## Description of the task
What is needed is a single figure: how many lines of the records below contain the word "shadow".

## Records to process
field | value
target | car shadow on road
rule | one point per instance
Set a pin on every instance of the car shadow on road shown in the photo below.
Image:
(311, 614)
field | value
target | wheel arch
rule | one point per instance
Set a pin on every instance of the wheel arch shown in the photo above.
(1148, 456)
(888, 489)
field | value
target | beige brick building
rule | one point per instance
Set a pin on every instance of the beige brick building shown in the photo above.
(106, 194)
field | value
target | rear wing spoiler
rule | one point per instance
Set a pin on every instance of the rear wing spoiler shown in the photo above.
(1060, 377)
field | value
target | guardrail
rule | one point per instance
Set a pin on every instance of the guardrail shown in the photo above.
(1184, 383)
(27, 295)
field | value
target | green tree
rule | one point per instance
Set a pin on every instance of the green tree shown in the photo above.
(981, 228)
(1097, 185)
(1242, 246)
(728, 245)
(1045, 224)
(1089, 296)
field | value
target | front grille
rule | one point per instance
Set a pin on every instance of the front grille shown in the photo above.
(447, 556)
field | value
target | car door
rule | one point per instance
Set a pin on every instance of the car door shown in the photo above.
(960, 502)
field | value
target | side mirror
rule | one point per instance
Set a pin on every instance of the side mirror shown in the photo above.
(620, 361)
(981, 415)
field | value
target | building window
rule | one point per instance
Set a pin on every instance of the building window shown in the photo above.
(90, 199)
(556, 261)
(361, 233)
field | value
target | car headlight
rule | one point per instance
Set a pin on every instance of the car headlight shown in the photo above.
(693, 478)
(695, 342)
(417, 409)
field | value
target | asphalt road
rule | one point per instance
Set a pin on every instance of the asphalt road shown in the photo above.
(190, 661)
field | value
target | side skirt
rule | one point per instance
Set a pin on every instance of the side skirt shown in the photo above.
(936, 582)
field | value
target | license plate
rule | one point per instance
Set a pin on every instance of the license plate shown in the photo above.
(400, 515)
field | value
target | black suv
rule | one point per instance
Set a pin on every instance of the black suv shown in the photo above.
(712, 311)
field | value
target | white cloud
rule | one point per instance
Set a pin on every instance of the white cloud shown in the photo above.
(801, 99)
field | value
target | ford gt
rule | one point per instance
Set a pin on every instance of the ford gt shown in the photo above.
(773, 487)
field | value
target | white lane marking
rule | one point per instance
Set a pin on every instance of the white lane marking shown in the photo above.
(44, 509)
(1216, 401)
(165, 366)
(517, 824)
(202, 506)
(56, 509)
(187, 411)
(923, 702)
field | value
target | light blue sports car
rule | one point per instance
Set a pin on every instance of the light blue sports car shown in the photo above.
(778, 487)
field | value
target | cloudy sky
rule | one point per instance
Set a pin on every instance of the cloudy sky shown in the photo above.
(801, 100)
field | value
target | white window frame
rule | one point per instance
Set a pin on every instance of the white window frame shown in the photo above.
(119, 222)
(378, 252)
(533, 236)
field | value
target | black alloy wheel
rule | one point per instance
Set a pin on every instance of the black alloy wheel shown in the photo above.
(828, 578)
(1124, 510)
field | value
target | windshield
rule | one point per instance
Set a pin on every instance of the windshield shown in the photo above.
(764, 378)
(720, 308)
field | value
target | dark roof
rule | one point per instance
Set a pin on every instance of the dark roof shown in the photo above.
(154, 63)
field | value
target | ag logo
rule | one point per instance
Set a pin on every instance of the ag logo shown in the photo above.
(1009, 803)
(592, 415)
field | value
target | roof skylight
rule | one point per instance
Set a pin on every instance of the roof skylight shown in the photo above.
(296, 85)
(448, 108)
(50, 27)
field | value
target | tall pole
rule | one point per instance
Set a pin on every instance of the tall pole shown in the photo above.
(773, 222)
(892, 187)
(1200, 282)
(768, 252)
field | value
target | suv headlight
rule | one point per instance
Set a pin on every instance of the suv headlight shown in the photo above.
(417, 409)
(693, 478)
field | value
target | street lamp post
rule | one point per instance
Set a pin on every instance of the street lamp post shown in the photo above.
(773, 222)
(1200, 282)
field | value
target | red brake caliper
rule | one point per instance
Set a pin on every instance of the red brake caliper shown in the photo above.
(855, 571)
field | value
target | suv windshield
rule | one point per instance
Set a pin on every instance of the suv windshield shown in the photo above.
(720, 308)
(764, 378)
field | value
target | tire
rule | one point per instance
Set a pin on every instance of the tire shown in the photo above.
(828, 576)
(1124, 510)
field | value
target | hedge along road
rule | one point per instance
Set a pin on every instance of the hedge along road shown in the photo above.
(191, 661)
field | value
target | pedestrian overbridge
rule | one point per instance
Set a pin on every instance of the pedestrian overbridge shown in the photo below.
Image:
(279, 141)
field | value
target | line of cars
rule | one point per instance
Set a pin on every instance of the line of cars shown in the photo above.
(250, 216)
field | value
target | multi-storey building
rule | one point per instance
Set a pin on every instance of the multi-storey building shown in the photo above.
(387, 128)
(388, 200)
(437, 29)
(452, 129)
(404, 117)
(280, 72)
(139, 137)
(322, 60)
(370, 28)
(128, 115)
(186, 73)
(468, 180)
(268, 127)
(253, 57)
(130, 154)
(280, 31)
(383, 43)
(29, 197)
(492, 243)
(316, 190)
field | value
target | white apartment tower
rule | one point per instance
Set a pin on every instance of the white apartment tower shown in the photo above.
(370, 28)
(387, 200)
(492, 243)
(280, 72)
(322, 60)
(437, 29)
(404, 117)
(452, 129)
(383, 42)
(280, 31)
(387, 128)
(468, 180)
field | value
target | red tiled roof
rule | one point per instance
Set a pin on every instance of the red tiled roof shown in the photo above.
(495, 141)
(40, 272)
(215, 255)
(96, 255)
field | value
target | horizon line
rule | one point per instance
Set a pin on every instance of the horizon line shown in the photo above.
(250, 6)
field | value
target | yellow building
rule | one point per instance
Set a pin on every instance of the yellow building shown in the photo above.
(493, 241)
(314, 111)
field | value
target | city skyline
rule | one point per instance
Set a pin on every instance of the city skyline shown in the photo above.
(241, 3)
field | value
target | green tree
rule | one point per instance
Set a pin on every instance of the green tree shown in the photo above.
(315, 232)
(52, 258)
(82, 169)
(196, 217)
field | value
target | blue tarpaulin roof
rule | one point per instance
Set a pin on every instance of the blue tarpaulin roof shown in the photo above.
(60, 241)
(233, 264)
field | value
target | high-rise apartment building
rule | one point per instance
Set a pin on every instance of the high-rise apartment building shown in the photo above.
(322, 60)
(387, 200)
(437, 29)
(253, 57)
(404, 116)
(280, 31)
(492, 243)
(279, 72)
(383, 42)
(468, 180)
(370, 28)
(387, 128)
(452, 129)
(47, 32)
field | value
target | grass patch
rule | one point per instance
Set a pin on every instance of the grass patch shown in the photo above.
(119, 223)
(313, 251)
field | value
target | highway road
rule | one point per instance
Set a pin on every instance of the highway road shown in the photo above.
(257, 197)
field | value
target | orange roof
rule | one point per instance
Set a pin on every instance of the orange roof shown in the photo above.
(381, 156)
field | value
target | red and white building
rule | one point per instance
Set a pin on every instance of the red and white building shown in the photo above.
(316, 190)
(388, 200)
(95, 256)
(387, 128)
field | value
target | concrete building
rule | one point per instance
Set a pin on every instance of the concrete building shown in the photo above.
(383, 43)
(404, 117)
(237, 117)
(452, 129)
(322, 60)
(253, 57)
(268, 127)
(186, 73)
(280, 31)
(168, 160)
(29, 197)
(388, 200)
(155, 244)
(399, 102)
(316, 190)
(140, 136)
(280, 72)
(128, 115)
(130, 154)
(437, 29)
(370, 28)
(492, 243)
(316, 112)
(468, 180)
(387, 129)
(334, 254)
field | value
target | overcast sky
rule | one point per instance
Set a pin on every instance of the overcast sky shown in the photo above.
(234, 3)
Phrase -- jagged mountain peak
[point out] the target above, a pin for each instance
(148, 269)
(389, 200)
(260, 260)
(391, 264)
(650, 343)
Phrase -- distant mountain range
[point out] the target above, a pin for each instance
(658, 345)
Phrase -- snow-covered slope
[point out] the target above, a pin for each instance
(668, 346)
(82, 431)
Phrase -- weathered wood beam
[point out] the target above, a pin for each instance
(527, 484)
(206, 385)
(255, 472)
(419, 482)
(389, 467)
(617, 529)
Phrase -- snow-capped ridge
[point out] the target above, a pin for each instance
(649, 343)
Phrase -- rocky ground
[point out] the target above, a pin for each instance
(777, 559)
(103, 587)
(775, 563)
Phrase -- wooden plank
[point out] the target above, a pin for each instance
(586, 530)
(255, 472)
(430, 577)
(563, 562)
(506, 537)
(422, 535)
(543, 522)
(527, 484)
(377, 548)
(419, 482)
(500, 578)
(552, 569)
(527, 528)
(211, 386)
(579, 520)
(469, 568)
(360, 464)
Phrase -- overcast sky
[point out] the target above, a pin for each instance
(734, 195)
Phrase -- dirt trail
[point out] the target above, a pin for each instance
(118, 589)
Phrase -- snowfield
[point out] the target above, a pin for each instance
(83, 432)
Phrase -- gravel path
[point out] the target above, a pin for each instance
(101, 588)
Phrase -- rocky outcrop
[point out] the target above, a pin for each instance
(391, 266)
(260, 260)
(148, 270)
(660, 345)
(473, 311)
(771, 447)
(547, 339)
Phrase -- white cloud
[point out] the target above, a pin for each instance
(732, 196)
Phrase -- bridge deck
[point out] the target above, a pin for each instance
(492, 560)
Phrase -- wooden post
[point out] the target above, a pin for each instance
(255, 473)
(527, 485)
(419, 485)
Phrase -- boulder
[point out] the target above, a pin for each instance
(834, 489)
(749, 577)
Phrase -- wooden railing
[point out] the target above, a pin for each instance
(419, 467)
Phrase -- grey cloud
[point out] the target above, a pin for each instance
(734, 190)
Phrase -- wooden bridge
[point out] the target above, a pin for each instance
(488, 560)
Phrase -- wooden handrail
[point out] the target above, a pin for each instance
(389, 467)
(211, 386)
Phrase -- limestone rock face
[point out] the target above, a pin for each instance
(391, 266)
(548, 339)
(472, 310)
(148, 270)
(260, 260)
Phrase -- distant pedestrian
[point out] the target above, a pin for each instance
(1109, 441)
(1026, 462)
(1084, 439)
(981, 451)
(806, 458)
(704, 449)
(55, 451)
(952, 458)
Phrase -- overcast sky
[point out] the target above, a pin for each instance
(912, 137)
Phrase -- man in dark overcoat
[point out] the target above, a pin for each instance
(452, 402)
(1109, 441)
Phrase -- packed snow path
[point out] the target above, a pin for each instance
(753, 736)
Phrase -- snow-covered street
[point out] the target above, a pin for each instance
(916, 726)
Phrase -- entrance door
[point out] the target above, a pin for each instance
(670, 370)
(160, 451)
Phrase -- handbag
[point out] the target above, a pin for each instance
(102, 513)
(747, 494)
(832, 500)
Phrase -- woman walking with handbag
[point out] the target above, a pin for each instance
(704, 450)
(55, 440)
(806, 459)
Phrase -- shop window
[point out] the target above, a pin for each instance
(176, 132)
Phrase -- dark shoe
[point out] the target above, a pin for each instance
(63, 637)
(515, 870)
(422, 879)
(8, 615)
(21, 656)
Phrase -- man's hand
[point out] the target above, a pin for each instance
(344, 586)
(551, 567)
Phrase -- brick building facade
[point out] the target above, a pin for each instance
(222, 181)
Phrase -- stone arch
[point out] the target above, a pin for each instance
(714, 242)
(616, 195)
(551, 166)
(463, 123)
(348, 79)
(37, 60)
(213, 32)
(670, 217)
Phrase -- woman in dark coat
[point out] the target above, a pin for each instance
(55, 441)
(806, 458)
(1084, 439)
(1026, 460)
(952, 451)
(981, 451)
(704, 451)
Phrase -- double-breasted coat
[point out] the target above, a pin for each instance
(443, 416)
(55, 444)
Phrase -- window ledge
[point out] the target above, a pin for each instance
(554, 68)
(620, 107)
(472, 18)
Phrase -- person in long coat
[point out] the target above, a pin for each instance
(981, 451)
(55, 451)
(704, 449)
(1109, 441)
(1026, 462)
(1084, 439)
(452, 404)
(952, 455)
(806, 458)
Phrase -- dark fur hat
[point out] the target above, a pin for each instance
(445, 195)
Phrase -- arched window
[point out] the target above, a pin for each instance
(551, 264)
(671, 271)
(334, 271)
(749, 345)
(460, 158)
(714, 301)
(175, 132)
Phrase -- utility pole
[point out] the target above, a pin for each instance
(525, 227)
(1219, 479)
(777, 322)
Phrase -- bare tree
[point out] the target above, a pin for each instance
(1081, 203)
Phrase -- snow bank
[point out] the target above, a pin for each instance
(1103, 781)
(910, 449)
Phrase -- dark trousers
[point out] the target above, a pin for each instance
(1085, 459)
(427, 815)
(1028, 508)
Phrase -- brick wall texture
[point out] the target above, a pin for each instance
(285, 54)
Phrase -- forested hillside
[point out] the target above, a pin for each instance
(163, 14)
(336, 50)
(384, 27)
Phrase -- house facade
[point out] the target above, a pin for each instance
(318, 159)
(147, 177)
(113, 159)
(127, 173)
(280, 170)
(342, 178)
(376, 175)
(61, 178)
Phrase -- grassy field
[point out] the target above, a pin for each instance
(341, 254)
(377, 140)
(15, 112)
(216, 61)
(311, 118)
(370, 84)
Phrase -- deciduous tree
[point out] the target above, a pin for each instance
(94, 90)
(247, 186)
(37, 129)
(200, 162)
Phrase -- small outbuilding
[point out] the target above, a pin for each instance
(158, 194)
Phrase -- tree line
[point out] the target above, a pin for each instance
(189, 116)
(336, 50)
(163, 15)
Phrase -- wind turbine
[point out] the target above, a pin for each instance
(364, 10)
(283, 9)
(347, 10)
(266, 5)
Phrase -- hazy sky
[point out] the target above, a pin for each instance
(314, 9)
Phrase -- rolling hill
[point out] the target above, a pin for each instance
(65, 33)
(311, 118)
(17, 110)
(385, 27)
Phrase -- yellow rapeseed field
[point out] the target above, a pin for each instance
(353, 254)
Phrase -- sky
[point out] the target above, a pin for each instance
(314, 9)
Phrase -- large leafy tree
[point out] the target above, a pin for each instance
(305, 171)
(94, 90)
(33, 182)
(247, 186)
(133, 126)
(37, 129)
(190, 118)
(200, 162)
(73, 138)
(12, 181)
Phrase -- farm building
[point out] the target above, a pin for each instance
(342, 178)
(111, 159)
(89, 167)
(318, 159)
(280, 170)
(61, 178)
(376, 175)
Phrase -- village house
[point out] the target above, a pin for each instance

## Your response
2